- _What to produce_:
Please write out the listing below line for line, changing nothing.

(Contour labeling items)

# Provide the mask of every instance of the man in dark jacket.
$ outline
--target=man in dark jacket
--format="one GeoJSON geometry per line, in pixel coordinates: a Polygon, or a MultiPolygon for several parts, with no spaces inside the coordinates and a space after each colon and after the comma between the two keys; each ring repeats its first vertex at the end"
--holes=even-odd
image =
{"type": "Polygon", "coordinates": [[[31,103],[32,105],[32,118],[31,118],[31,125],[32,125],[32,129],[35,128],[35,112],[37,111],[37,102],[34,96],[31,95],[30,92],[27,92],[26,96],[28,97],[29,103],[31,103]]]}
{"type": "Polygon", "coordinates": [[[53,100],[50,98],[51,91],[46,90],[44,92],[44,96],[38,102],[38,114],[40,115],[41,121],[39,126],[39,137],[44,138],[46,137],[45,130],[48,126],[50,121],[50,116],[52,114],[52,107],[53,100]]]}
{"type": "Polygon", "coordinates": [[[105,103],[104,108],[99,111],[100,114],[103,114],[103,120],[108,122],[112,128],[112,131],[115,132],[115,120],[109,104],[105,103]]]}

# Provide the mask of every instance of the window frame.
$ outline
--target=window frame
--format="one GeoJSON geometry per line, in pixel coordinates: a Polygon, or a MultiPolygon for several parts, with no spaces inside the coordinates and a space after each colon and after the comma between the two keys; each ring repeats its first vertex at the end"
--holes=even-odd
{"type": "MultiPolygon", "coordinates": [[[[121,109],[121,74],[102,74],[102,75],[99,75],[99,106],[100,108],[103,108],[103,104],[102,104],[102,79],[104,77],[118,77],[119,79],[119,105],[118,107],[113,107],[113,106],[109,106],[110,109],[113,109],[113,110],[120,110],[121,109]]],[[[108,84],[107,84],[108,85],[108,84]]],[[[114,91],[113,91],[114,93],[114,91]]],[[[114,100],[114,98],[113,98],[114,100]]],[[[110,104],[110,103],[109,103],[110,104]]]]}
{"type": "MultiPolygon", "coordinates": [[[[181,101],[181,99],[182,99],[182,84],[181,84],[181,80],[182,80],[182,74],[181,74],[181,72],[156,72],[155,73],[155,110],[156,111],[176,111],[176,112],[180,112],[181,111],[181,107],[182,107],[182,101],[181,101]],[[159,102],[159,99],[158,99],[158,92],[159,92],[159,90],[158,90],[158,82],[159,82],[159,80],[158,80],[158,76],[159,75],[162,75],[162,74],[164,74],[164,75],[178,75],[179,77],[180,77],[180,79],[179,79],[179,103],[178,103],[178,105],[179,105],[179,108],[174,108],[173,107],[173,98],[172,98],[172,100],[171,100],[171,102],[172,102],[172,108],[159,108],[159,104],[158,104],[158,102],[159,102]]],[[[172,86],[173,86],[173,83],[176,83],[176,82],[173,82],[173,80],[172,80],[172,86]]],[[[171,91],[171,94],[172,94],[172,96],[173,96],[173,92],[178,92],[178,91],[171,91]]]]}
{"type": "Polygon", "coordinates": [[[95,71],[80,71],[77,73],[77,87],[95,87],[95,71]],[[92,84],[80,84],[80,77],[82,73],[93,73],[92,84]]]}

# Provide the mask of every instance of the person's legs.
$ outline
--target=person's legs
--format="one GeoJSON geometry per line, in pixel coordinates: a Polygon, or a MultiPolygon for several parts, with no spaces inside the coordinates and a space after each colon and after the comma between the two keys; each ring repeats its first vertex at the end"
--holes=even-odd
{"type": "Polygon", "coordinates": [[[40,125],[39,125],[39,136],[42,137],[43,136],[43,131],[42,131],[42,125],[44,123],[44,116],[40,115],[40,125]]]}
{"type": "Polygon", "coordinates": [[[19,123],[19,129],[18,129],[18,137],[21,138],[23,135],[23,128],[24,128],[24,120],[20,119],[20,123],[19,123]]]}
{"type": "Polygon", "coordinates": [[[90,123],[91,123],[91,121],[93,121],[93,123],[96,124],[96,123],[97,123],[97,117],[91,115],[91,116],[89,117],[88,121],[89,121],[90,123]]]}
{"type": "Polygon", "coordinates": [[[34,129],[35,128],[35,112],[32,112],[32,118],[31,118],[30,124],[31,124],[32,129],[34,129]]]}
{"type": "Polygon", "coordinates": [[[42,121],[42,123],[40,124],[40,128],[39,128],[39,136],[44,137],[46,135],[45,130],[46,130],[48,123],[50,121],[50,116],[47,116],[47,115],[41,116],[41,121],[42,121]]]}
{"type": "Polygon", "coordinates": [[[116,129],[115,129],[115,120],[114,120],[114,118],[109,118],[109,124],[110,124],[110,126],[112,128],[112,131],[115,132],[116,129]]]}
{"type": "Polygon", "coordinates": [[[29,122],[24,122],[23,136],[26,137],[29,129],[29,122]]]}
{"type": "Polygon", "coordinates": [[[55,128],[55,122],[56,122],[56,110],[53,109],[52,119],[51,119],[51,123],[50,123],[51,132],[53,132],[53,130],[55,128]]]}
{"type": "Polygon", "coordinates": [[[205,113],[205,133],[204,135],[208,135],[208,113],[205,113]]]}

- _The answer_:
# Provide the mask of every instance of the man in dark jacket.
$ outline
--target=man in dark jacket
--format="one GeoJSON geometry per line, in pixel coordinates: a Polygon, or a MultiPolygon for several parts, with no spaces inside the coordinates and a space after each colon and after the comma between the two keys; each ring repeats its first vertex at the end"
--holes=even-odd
image =
{"type": "Polygon", "coordinates": [[[31,103],[32,105],[32,118],[31,118],[31,125],[32,125],[32,129],[35,128],[35,112],[37,111],[37,102],[34,96],[31,95],[30,92],[27,92],[26,96],[28,97],[29,103],[31,103]]]}
{"type": "Polygon", "coordinates": [[[53,100],[50,98],[51,91],[46,90],[44,92],[44,96],[38,102],[38,114],[40,115],[41,121],[39,126],[39,137],[44,138],[46,137],[45,130],[48,126],[50,121],[50,116],[52,114],[52,107],[53,100]]]}
{"type": "Polygon", "coordinates": [[[105,103],[104,108],[99,111],[100,114],[103,114],[103,120],[108,122],[112,128],[112,131],[115,132],[115,120],[109,104],[105,103]]]}

# Provide the mask of every instance of the window frame.
$ outline
--target=window frame
--format="one GeoJSON geometry per line, in pixel coordinates: a Polygon, or a MultiPolygon for several parts, with no spaces inside the coordinates and a space after each colon and after the comma between the two keys; each ring repeats its first vertex at the end"
--holes=even-odd
{"type": "MultiPolygon", "coordinates": [[[[121,109],[121,74],[102,74],[102,75],[99,75],[99,106],[100,108],[103,108],[103,104],[102,104],[102,79],[104,77],[118,77],[119,79],[119,105],[118,107],[113,107],[113,106],[109,106],[110,109],[113,109],[113,110],[120,110],[121,109]]],[[[108,84],[107,84],[108,85],[108,84]]],[[[114,91],[113,91],[114,93],[114,91]]],[[[114,100],[114,98],[113,98],[114,100]]],[[[110,104],[110,103],[109,103],[110,104]]]]}
{"type": "MultiPolygon", "coordinates": [[[[181,101],[181,99],[182,99],[182,84],[181,84],[181,80],[182,80],[182,74],[181,74],[181,72],[156,72],[155,73],[155,110],[156,111],[176,111],[176,112],[180,112],[181,111],[181,107],[182,107],[182,101],[181,101]],[[159,102],[159,99],[158,99],[158,92],[159,92],[159,90],[158,90],[158,82],[159,82],[159,80],[158,80],[158,76],[159,75],[162,75],[162,74],[164,74],[164,75],[178,75],[179,77],[180,77],[180,79],[179,79],[179,103],[178,103],[178,105],[179,105],[179,108],[174,108],[173,107],[173,98],[172,98],[172,100],[171,100],[171,102],[172,102],[172,108],[159,108],[159,104],[158,104],[158,102],[159,102]]],[[[172,86],[173,86],[173,83],[176,83],[176,82],[173,82],[173,80],[172,80],[172,86]]],[[[171,91],[171,94],[172,94],[172,96],[173,96],[173,92],[178,92],[178,91],[171,91]]]]}
{"type": "Polygon", "coordinates": [[[95,71],[80,71],[77,73],[77,87],[95,87],[95,71]],[[92,84],[80,84],[80,77],[82,73],[93,73],[92,84]]]}

# Provide the mask of every instance of the person's legs.
$ outline
--target=person's legs
--format="one GeoJSON geometry per line, in pixel coordinates: a Polygon, or a MultiPolygon for several parts, with no spaces inside the coordinates and a space after each colon and after the comma between the two keys; each ring repeats its first vertex at the end"
--holes=even-odd
{"type": "Polygon", "coordinates": [[[40,125],[39,125],[39,136],[42,137],[43,136],[43,131],[42,131],[42,125],[44,123],[44,116],[40,115],[40,125]]]}
{"type": "Polygon", "coordinates": [[[19,123],[19,129],[18,129],[18,137],[21,138],[23,135],[23,128],[24,128],[24,120],[20,119],[20,123],[19,123]]]}
{"type": "Polygon", "coordinates": [[[90,123],[91,123],[91,121],[93,121],[93,123],[96,124],[96,123],[97,123],[97,117],[91,115],[91,116],[89,117],[88,121],[89,121],[90,123]]]}
{"type": "Polygon", "coordinates": [[[34,129],[35,128],[35,112],[32,112],[32,118],[31,118],[30,124],[31,124],[32,129],[34,129]]]}
{"type": "Polygon", "coordinates": [[[42,121],[42,123],[40,124],[40,128],[39,128],[39,136],[44,137],[46,135],[45,130],[46,130],[48,123],[50,121],[50,116],[47,116],[47,115],[41,116],[41,121],[42,121]]]}
{"type": "Polygon", "coordinates": [[[116,129],[115,129],[115,120],[114,120],[114,118],[109,118],[109,124],[110,124],[110,126],[112,128],[112,131],[115,132],[116,129]]]}
{"type": "Polygon", "coordinates": [[[29,122],[24,122],[23,136],[26,137],[29,129],[29,122]]]}
{"type": "Polygon", "coordinates": [[[55,128],[55,122],[56,122],[56,110],[53,109],[52,119],[51,119],[51,123],[50,123],[51,132],[53,132],[53,130],[55,128]]]}
{"type": "Polygon", "coordinates": [[[205,113],[205,133],[204,135],[208,135],[208,113],[205,113]]]}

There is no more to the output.